Work task. Each record must be written out again exactly. Skip any picture it contains.

Region pointing data.
····················
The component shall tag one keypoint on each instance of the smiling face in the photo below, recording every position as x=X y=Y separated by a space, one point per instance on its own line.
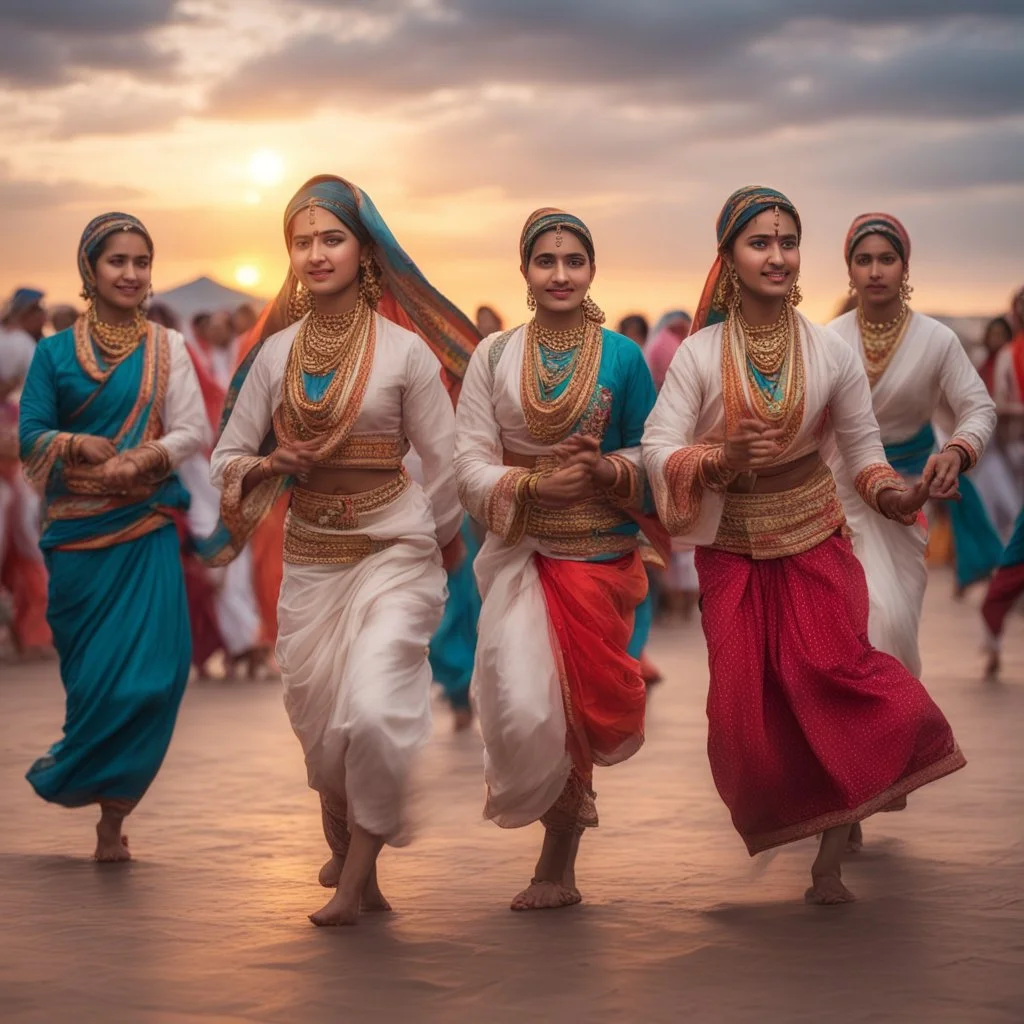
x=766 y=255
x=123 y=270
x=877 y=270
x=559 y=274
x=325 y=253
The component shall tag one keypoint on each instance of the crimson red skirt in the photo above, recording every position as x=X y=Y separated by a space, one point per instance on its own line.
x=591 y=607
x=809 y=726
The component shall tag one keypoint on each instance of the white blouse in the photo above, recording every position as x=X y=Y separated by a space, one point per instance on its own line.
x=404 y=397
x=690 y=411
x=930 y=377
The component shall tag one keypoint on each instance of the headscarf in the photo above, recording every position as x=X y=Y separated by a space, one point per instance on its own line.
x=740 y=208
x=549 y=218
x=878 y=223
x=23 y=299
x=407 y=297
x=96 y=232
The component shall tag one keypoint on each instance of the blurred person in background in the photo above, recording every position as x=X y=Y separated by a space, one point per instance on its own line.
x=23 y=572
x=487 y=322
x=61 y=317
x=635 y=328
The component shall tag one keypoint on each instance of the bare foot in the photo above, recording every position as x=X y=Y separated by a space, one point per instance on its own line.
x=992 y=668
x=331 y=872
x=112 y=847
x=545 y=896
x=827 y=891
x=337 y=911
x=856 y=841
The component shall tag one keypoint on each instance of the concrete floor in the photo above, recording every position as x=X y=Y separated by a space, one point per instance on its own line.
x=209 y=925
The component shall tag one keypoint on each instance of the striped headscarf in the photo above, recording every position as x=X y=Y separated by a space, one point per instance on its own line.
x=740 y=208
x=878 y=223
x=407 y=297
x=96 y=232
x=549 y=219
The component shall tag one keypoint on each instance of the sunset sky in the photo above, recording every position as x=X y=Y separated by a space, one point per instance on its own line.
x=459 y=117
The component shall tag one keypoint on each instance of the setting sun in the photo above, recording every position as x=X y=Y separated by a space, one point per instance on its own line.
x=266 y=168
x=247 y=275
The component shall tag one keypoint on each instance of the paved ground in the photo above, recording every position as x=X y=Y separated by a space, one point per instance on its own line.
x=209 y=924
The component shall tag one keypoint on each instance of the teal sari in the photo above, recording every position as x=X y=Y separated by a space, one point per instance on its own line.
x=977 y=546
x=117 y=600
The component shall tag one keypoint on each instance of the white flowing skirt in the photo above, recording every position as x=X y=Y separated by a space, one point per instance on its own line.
····················
Response below.
The component shall tag one keypoint on each instance of the smiling face in the photo below, recording every position as x=X y=Y separated by a space, one point per instance on its own line.
x=766 y=255
x=123 y=270
x=877 y=270
x=559 y=274
x=325 y=253
The component shall tag one keypoint on each instance of the crimson red skirt in the photo above, recording every position as x=X y=Y separated by a space, one point per instance on its own line.
x=591 y=607
x=809 y=726
The component shall tag one keypoint on each instance of the white blouse in the photo above, recording every position as x=X y=Y separated by a space, one point per instance on its own line.
x=404 y=397
x=690 y=411
x=930 y=377
The component shall tag one keypoint on each instance of the headscarf in the photo above, recording every position as x=X y=Y separated by a space, one point per instance on its own line.
x=740 y=208
x=549 y=218
x=878 y=223
x=23 y=299
x=407 y=297
x=96 y=232
The component shall tag one keypoint on each instance of the blurred person in background in the photo above, recording every position as x=X y=Y separated by a space, one point per instance on its own line.
x=23 y=572
x=487 y=322
x=61 y=317
x=635 y=328
The component shall tag one keypoint on each instance of the bare foot in the photo above, recording every position as x=X y=Y separated by a space, one point per instance on its own line.
x=992 y=668
x=331 y=872
x=112 y=847
x=545 y=896
x=827 y=891
x=337 y=911
x=856 y=841
The component shall tag one keypoint on each instance of the concrete floor in the photo above, recording every position as x=X y=Y separated by a space, one point per instance on its own line.
x=209 y=925
The component shall tag one keypoint on each instance of the striped headscarf in the photo above, recording every position as x=X y=Y separated by a space, one point per instance on its own line.
x=740 y=208
x=878 y=223
x=407 y=297
x=96 y=232
x=549 y=219
The component shall tag one keypoint on each instance of the sunset sky in the photo above, recording every position as x=X y=Y separated by a space, one point per instance on its own line.
x=459 y=117
The component shall tag one keypoint on each instance of the setting sun in the photo above, recording every position as x=X y=Y separated by a space, one point per instance on its own line.
x=266 y=168
x=247 y=275
The component shall tag one keypoint on each instance of the paved ground in the photo above, recording every position as x=X y=Y separated by a space, one point per instance on its own line.
x=209 y=924
The component shall tag one keypoint on each instance of the teal sari in the photo above, recording every position as x=X y=Y separated by a space, one point per instance on its own line.
x=977 y=546
x=117 y=600
The component shall tag one keypoint on each instance of the white flowing skirt in the photo above, recording every position as x=X y=Y separated by a space, one point per instance on its own line.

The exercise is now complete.